**YOUR ASSIGNMENT:** From the line containing "Target = gray hair" down to the line containing "Target = laptop screen" in the records below, reproduce every line exactly, ends included, and omit all others.

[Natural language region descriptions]
- Opening Delimiter -
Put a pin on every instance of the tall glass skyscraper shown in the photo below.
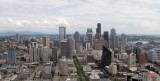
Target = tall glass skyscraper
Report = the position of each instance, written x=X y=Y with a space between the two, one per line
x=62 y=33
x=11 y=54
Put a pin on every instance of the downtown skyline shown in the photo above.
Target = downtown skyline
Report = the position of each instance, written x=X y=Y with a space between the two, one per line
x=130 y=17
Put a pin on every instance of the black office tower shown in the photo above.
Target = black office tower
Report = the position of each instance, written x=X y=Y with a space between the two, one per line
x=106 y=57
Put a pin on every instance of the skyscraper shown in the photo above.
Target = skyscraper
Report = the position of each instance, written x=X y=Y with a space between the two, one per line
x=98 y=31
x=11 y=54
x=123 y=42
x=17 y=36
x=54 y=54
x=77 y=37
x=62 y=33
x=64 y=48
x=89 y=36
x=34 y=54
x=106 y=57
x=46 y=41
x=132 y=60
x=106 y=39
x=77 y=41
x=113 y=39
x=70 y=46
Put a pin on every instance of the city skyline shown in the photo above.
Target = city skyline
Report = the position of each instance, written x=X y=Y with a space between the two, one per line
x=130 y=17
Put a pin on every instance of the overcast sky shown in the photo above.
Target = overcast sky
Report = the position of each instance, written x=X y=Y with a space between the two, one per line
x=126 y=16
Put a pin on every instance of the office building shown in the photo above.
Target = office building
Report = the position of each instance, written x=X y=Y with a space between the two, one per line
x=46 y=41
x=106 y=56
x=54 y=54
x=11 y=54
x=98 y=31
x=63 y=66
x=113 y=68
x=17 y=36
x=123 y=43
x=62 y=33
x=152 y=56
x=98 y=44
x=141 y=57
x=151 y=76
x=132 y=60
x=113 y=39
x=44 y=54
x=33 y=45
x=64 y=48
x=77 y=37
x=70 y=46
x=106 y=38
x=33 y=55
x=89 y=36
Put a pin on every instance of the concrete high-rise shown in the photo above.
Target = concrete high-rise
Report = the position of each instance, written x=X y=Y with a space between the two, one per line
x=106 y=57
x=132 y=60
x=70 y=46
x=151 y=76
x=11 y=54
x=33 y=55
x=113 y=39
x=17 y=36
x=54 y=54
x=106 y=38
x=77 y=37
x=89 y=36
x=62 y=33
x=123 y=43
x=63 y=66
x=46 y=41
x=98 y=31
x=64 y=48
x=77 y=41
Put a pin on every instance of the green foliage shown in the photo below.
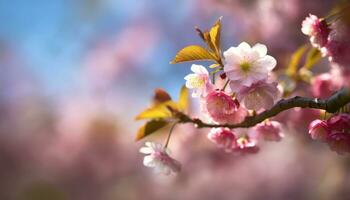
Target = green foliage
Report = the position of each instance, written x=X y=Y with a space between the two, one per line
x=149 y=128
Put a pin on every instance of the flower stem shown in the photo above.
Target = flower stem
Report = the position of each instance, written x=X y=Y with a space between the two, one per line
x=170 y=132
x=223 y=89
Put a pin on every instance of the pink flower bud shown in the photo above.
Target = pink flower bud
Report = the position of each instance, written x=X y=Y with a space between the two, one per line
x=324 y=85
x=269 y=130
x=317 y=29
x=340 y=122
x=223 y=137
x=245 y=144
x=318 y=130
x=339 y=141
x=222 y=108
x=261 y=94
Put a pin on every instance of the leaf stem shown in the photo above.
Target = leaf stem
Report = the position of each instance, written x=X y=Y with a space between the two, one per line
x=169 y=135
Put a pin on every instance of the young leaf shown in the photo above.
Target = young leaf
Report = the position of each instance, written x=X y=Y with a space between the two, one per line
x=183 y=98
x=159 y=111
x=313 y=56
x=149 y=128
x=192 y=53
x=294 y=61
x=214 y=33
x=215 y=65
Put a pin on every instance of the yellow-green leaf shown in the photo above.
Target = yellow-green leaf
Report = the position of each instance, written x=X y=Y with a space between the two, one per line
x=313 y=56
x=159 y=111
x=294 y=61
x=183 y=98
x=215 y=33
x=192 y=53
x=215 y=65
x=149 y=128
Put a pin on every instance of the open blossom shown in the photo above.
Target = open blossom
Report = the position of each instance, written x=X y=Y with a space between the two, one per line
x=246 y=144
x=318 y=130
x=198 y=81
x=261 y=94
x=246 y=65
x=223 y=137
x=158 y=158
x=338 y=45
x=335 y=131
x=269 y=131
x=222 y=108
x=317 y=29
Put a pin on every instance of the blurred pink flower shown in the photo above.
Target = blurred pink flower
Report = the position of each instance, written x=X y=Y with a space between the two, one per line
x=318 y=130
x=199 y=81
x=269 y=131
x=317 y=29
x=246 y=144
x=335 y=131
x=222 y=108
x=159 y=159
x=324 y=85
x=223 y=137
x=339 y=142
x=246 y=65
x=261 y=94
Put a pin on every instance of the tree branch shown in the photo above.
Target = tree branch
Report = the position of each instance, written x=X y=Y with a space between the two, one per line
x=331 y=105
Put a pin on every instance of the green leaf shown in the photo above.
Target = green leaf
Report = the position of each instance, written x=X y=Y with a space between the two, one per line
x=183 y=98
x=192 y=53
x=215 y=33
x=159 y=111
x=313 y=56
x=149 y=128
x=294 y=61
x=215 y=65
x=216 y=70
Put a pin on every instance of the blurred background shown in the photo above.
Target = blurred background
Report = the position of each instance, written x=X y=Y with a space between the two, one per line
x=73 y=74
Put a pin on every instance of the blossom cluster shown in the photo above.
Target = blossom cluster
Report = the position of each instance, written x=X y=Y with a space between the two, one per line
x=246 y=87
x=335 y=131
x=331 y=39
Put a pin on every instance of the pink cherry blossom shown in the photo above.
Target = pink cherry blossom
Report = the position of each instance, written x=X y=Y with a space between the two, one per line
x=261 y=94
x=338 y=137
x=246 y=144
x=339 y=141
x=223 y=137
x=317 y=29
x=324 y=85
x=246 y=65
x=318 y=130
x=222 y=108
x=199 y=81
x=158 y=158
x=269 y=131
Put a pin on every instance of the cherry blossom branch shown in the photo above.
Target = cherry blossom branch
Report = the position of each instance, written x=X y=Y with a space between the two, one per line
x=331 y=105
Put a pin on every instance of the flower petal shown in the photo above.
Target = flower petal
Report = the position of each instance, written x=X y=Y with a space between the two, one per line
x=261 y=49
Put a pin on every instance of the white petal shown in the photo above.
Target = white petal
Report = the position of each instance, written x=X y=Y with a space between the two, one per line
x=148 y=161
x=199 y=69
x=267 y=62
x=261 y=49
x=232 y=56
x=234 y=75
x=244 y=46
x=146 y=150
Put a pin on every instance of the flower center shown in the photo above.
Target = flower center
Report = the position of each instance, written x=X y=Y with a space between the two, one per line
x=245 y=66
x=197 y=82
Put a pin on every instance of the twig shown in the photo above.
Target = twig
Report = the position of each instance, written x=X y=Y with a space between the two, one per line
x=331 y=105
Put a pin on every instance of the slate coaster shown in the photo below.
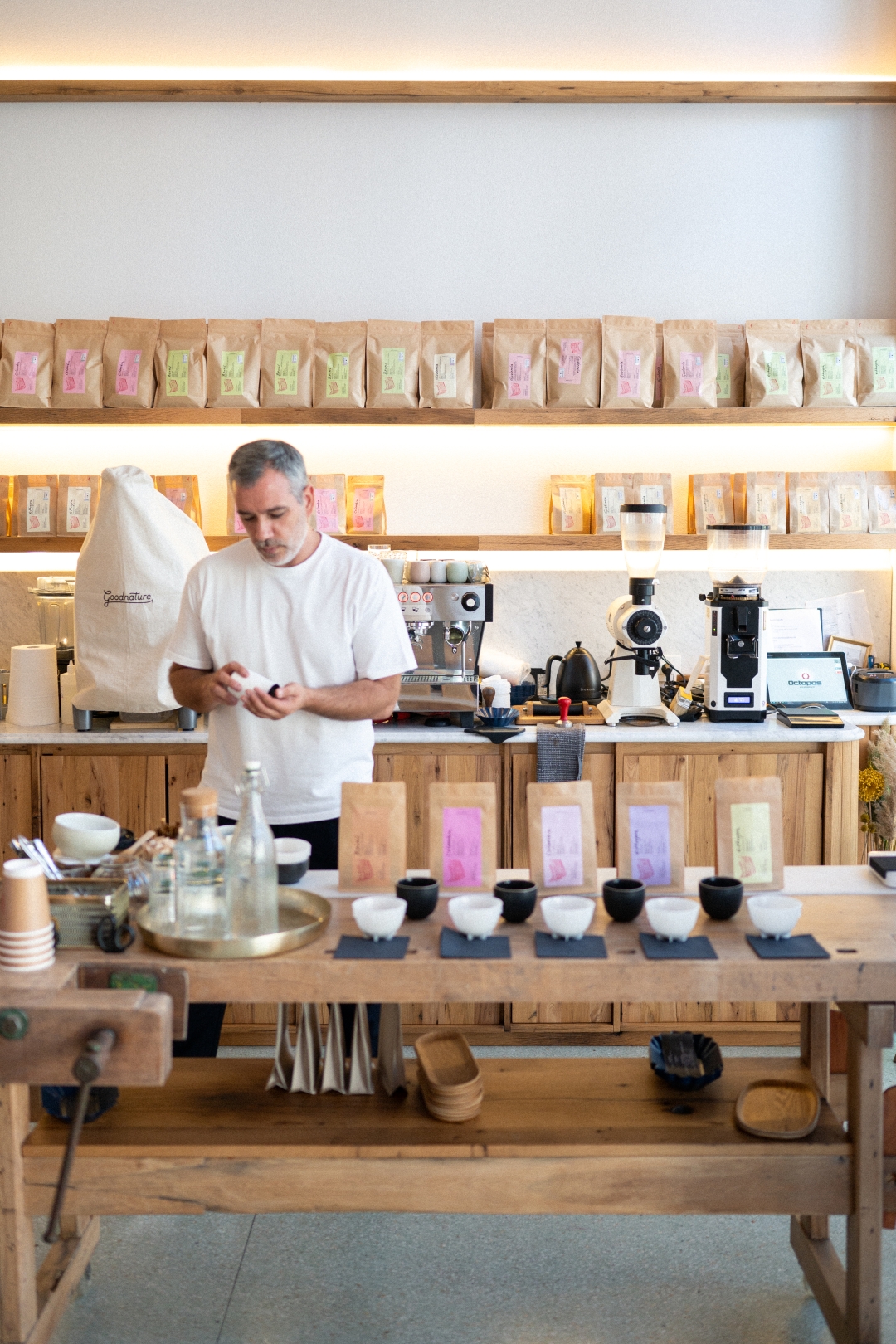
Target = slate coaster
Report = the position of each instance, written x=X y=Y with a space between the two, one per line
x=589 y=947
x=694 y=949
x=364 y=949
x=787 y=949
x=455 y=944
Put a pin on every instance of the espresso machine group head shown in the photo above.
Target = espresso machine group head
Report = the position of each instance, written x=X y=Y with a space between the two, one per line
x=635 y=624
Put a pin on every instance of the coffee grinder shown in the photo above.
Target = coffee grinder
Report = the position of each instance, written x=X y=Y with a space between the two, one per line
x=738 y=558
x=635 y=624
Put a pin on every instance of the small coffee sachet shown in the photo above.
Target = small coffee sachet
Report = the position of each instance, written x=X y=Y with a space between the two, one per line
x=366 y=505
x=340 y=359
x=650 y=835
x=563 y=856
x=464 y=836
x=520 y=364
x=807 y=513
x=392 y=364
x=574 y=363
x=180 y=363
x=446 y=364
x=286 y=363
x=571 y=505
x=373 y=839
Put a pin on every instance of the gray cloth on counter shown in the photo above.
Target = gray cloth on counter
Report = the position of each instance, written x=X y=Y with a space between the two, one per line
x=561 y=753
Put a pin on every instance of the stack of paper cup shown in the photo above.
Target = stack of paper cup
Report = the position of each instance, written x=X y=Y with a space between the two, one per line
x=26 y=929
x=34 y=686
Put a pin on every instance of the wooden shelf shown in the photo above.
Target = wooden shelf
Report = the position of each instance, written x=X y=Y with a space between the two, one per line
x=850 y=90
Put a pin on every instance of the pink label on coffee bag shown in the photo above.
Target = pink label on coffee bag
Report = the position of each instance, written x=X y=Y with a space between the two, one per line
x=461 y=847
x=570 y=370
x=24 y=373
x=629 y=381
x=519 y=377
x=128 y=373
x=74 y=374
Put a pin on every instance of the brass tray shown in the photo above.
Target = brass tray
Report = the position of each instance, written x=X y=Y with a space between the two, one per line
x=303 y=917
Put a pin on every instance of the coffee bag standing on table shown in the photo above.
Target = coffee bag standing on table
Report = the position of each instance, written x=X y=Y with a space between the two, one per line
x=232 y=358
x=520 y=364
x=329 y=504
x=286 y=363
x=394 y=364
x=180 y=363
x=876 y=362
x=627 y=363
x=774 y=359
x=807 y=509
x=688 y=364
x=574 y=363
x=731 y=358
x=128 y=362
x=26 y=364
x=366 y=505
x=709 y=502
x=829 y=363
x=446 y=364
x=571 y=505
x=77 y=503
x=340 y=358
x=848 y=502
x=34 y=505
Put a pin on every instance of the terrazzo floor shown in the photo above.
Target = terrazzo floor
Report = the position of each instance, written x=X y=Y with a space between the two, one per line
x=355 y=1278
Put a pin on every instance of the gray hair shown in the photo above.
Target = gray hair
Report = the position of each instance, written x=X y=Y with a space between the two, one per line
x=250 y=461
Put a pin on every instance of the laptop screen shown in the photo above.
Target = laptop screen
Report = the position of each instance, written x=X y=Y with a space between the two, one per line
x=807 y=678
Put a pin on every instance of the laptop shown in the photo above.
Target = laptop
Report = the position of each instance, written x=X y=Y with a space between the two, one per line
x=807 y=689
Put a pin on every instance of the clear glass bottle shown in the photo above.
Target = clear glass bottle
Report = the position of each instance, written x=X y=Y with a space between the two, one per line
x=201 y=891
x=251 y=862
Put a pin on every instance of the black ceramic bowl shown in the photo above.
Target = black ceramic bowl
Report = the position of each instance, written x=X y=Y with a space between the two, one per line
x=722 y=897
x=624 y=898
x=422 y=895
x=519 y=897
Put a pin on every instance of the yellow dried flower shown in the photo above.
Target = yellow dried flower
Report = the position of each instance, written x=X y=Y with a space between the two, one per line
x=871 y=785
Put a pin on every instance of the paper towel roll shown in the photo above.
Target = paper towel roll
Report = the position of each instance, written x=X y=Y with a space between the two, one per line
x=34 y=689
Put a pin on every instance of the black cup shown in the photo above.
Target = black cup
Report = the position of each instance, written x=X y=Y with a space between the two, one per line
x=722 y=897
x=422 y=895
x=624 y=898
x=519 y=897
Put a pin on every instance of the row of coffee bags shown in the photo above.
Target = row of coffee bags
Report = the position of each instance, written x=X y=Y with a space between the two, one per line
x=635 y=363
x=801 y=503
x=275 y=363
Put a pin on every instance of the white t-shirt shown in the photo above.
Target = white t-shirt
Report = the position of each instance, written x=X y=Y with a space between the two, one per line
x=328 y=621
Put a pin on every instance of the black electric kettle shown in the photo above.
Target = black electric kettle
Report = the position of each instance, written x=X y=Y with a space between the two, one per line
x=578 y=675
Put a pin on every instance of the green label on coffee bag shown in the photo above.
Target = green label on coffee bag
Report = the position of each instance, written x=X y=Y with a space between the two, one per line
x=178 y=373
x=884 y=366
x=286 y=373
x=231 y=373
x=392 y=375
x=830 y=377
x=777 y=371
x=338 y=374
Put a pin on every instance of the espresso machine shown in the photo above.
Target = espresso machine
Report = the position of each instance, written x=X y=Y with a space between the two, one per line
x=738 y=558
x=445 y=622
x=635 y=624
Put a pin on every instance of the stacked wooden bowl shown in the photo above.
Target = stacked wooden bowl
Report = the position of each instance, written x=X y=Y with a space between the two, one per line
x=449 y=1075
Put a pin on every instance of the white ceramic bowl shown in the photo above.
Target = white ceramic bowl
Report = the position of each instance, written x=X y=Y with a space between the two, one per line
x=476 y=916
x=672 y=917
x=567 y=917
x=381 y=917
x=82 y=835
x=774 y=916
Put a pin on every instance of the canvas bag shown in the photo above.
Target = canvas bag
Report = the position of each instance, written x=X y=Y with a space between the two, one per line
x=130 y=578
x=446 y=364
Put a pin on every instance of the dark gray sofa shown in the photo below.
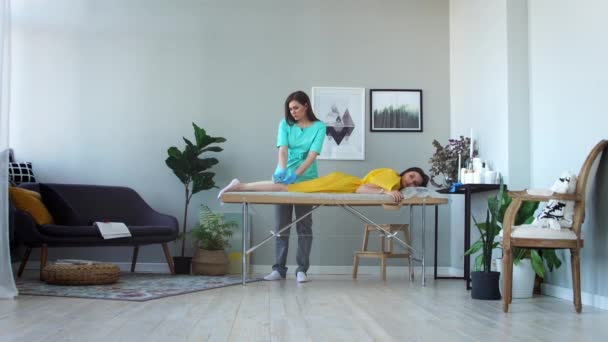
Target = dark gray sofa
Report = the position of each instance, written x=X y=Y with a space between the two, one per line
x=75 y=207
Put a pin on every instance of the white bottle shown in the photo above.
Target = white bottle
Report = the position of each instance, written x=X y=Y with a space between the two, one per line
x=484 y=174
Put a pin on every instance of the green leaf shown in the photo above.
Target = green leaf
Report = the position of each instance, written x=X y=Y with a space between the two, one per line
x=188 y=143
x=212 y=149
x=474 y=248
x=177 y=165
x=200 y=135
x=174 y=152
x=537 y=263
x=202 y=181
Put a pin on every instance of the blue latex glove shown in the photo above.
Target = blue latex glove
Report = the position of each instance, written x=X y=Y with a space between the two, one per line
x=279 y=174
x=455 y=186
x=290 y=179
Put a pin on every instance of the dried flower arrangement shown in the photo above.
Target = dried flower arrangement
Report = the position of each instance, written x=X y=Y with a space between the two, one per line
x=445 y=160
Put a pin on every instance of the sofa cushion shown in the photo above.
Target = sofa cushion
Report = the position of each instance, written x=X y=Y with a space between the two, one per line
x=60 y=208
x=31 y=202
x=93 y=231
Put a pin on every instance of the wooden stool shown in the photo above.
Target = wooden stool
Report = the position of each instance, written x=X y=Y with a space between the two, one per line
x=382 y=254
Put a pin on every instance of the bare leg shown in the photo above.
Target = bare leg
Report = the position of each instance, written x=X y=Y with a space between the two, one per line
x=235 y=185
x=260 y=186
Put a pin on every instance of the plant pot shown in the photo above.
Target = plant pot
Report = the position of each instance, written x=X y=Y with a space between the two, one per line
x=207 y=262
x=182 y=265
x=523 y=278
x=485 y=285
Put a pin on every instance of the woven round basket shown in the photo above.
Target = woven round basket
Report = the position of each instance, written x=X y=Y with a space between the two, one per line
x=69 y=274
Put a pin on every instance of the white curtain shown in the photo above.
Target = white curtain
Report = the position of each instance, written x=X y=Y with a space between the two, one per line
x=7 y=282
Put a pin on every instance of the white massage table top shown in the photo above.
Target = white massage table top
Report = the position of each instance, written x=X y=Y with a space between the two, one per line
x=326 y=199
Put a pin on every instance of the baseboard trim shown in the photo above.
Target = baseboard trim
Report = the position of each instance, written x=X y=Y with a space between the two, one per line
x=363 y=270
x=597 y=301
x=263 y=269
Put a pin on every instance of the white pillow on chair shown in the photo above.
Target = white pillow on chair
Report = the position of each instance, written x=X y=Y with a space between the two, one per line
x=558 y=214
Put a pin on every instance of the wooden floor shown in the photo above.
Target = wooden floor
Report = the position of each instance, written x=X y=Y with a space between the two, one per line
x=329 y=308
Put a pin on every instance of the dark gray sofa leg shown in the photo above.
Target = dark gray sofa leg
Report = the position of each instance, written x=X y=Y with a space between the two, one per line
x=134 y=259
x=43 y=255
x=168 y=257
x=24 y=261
- Closing Delimiter -
**REPLY:**
Target = gray hair
Report = the position of each instance, written x=X y=Y with a space between the two, one per line
x=250 y=461
Put a pin on every instance of the laptop screen shown in the photo above.
Target = laptop screen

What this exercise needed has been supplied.